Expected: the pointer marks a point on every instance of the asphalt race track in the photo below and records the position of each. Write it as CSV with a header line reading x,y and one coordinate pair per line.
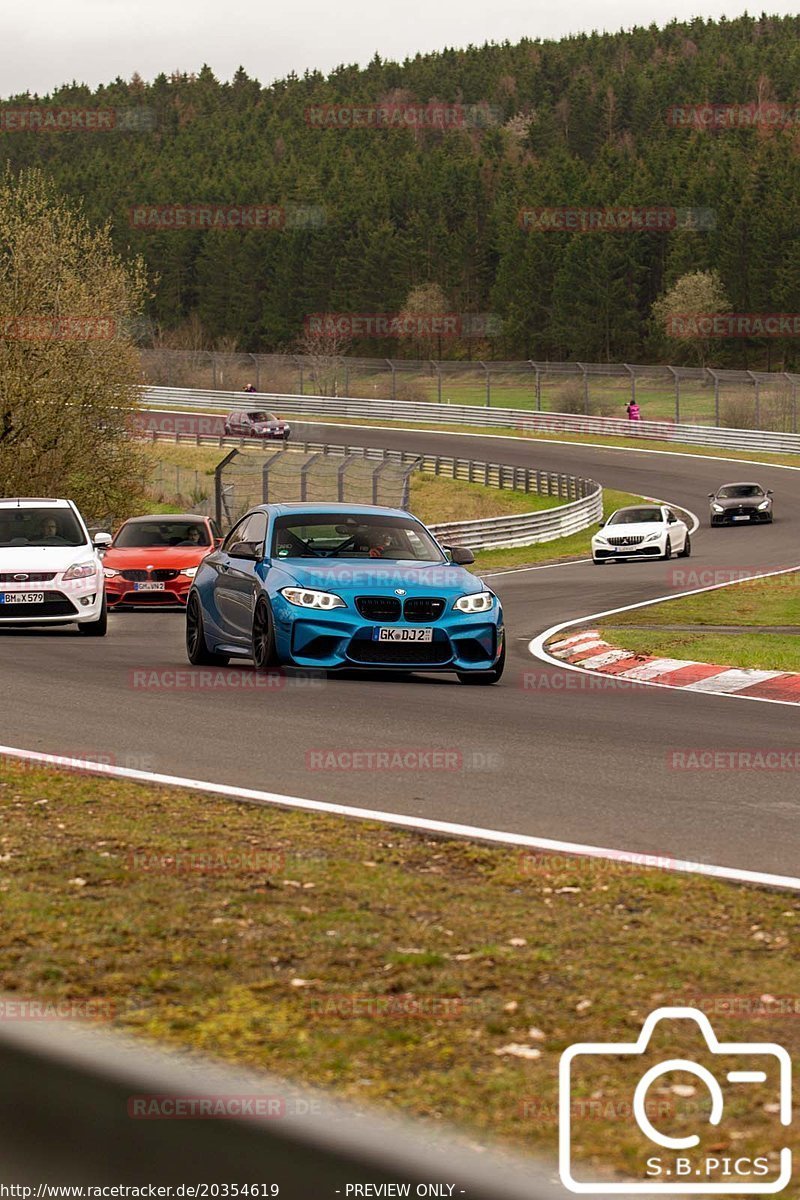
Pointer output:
x,y
583,763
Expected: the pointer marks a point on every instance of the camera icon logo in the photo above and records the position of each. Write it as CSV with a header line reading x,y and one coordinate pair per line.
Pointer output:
x,y
680,1163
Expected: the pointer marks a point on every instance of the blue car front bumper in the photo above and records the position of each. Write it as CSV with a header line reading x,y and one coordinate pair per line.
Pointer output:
x,y
343,639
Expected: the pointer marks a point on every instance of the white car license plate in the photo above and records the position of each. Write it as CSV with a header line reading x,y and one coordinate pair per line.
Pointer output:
x,y
403,634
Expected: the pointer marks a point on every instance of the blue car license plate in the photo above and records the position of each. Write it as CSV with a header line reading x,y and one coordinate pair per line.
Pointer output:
x,y
401,634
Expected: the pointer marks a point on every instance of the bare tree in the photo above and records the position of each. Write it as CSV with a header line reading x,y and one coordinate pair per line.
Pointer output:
x,y
324,348
696,294
68,365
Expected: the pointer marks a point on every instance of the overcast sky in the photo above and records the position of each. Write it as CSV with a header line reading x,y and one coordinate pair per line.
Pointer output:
x,y
94,41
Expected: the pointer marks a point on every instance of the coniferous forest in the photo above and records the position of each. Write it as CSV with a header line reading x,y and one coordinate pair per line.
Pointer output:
x,y
579,123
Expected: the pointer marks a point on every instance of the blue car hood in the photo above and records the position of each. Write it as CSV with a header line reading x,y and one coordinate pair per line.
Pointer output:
x,y
365,575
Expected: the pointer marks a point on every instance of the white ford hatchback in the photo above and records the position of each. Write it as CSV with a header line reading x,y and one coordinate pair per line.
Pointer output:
x,y
50,573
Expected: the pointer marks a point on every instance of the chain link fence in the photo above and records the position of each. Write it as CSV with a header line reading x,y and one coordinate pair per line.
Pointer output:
x,y
181,487
744,400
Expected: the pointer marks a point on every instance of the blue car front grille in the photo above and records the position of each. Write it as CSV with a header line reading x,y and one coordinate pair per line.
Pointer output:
x,y
400,653
379,607
423,609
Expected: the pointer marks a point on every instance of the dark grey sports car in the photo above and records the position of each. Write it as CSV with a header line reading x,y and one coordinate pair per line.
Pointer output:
x,y
739,503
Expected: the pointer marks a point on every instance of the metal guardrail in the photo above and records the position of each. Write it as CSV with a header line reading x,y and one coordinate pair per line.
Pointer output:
x,y
468,414
584,496
68,1116
527,528
768,397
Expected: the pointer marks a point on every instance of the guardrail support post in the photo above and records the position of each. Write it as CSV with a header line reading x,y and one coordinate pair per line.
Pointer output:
x,y
585,388
304,475
539,385
265,475
435,367
632,375
488,384
217,484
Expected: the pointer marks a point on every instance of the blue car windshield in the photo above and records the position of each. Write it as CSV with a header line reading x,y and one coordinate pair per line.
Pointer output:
x,y
344,535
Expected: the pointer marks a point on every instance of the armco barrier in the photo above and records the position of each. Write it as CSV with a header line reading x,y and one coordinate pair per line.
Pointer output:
x,y
68,1116
523,529
475,415
585,496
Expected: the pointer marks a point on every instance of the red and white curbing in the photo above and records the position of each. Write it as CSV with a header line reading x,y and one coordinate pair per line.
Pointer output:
x,y
588,651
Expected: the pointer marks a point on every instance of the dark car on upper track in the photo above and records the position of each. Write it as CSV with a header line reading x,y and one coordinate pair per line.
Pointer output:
x,y
257,425
740,503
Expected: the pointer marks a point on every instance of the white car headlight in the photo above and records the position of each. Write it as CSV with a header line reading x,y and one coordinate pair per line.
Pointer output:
x,y
307,598
80,571
479,601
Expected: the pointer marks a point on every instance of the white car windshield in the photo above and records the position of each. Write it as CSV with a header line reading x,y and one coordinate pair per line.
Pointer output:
x,y
40,527
637,516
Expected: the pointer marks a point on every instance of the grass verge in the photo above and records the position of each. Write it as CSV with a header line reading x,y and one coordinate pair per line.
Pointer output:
x,y
753,603
181,469
494,960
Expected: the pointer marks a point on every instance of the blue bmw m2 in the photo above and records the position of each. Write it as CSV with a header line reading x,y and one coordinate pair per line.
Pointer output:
x,y
343,587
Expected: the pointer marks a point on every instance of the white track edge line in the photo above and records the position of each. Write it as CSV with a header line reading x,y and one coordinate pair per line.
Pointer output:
x,y
450,828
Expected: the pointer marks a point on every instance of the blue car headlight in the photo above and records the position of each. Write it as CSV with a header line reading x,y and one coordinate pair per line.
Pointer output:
x,y
479,601
308,598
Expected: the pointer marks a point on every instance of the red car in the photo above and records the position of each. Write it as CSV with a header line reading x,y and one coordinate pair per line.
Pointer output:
x,y
152,561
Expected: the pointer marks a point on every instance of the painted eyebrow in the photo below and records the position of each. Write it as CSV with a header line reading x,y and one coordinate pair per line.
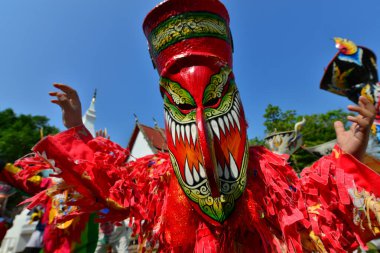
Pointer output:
x,y
217,83
177,93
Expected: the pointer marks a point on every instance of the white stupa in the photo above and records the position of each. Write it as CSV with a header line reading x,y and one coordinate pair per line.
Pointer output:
x,y
90,116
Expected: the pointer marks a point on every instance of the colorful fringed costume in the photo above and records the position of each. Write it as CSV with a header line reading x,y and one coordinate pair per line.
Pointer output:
x,y
76,235
212,192
351,73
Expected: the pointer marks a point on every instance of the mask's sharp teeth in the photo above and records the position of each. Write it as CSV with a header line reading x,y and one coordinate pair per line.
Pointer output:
x,y
221,124
231,119
183,133
236,109
210,130
220,170
236,118
178,130
202,171
226,122
173,132
194,132
236,104
187,133
169,122
196,175
233,167
226,172
188,176
215,127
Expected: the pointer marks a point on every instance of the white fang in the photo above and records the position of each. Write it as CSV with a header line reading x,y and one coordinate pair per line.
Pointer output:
x,y
188,176
196,175
226,172
234,168
221,124
215,127
187,128
236,118
202,171
194,132
220,170
173,132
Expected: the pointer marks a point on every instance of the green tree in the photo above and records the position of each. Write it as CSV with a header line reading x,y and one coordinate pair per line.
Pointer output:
x,y
18,133
318,129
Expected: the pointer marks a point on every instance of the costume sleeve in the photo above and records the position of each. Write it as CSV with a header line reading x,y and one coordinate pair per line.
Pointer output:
x,y
101,181
30,184
342,201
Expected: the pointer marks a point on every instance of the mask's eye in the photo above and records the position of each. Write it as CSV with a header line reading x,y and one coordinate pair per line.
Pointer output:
x,y
212,102
185,107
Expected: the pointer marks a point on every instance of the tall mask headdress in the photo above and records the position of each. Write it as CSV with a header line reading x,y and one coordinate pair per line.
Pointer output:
x,y
351,72
191,46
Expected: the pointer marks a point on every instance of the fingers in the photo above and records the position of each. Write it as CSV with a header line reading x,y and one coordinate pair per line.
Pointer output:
x,y
61,99
339,128
366,112
66,89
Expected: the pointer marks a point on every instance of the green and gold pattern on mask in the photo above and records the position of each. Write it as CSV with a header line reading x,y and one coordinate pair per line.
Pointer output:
x,y
214,92
188,25
181,99
222,103
218,208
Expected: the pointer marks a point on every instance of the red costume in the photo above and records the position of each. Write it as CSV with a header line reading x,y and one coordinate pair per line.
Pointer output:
x,y
212,192
57,238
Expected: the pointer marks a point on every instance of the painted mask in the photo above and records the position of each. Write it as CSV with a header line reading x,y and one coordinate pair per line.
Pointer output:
x,y
351,72
191,46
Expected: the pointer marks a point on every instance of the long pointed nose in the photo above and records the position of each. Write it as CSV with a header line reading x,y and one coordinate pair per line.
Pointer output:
x,y
207,149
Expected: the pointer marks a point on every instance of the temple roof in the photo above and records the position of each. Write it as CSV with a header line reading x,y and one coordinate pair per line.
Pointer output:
x,y
155,137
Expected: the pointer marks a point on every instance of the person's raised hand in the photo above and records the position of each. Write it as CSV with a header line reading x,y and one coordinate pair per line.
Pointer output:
x,y
355,140
67,98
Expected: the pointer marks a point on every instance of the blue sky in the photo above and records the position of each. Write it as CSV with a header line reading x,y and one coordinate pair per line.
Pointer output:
x,y
281,49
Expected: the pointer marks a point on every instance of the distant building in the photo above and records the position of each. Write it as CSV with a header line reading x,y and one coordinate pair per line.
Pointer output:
x,y
146,140
90,116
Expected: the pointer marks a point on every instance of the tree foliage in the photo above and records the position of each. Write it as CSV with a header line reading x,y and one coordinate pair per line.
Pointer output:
x,y
18,133
318,129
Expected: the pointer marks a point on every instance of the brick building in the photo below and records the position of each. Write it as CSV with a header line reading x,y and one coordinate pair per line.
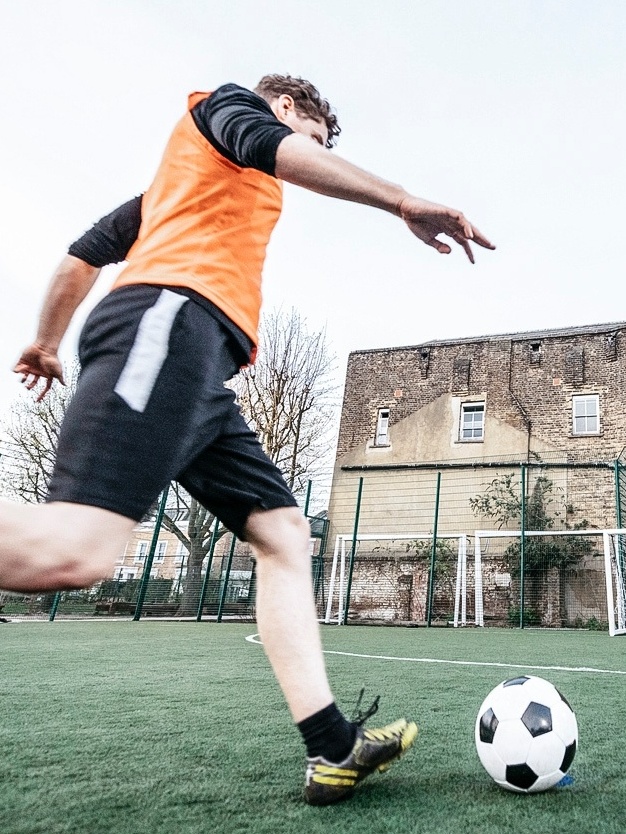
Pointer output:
x,y
462,410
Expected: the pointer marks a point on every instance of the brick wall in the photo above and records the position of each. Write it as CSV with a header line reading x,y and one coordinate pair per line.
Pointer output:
x,y
525,378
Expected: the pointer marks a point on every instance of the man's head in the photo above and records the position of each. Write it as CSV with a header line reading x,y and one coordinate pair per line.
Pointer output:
x,y
298,103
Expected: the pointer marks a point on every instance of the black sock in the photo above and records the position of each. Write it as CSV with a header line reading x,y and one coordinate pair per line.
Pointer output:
x,y
328,733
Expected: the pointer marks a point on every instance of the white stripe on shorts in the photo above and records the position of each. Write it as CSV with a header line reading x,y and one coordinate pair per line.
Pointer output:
x,y
149,350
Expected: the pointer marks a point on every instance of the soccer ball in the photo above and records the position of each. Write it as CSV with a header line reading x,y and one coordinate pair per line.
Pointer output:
x,y
526,735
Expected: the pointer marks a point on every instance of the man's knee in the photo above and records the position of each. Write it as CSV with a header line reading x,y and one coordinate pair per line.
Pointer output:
x,y
66,546
274,531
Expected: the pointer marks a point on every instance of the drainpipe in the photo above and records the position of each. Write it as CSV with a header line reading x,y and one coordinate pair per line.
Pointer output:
x,y
518,403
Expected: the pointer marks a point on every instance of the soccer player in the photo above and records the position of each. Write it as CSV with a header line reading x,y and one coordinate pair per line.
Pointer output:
x,y
151,405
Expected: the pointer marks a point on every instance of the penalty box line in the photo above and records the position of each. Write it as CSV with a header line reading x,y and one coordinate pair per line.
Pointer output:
x,y
254,638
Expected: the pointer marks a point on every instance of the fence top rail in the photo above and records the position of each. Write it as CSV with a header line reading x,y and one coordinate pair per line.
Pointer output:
x,y
366,537
509,533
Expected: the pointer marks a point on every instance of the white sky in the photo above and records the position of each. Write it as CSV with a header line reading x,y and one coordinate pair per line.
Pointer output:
x,y
511,110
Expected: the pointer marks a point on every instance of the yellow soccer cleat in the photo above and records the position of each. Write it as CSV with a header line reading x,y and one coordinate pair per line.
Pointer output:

TASK TO CARRY OUT — Find every line in the records that has the word "building". Copy those lines.

TASK OUTPUT —
Expected: the pointer marks a point on every instance of the distant building in the photo above and records the position of each. Write it as CSV with a header line reading x,y and one coordinate pair per line.
Expected: the pointer marks a point on every instance of the brick building in the photo below and records the position of each. Write it as CSV with a header line reading x,y and one coordinate pair per line.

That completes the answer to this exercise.